Reproduce every line of the listing below with no changes.

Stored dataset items
━━━━━━━━
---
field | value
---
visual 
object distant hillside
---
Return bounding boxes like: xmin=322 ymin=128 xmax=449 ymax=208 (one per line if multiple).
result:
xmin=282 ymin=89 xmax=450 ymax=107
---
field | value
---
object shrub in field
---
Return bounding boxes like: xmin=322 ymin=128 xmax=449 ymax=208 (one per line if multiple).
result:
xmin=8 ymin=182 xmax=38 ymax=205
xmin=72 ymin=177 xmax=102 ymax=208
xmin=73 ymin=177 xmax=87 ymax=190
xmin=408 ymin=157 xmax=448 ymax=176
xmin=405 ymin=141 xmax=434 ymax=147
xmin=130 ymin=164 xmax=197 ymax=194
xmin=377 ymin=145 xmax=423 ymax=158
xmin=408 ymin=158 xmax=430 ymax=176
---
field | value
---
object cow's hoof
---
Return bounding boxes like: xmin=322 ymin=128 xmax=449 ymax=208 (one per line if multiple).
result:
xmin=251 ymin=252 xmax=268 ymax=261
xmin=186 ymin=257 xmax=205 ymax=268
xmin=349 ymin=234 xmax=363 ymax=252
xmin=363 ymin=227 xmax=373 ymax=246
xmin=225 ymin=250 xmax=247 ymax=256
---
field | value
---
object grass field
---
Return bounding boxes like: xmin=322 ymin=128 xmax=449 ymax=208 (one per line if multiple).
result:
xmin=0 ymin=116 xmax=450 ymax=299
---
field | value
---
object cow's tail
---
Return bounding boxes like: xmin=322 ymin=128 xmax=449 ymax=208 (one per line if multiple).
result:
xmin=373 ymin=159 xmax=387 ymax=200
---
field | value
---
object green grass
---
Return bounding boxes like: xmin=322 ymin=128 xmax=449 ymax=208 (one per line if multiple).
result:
━━━━━━━━
◆ Answer to the problem:
---
field | value
---
visual 
object distant hillside
---
Return bounding boxes like: xmin=322 ymin=128 xmax=449 ymax=208 (one per line if multiple).
result:
xmin=282 ymin=89 xmax=450 ymax=107
---
field | value
---
object shrub in field
---
Return bounding boxes like: xmin=322 ymin=128 xmax=449 ymax=208 (one per line if multiple).
result:
xmin=8 ymin=182 xmax=38 ymax=205
xmin=72 ymin=177 xmax=102 ymax=208
xmin=73 ymin=177 xmax=87 ymax=190
xmin=408 ymin=157 xmax=448 ymax=176
xmin=405 ymin=141 xmax=434 ymax=147
xmin=130 ymin=164 xmax=197 ymax=194
xmin=377 ymin=145 xmax=423 ymax=158
xmin=408 ymin=158 xmax=430 ymax=176
---
field | value
---
object cow's hoof
---
Return bounding boxes like: xmin=322 ymin=128 xmax=449 ymax=208 (one per line if multiple).
result:
xmin=251 ymin=252 xmax=268 ymax=261
xmin=186 ymin=257 xmax=205 ymax=268
xmin=349 ymin=234 xmax=363 ymax=252
xmin=363 ymin=227 xmax=373 ymax=246
xmin=225 ymin=250 xmax=247 ymax=256
---
field | value
---
object grass field
---
Return bounding boxes like: xmin=322 ymin=128 xmax=449 ymax=208 (one per line if multiple).
result:
xmin=0 ymin=116 xmax=450 ymax=299
---
field | value
---
object cow's tail
---
Return bounding boxes like: xmin=322 ymin=128 xmax=449 ymax=208 (one per line if multiple).
result:
xmin=373 ymin=159 xmax=387 ymax=200
---
field | value
---
object green grass
---
Return bounding boxes like: xmin=322 ymin=128 xmax=449 ymax=208 (one per line if multiple).
result:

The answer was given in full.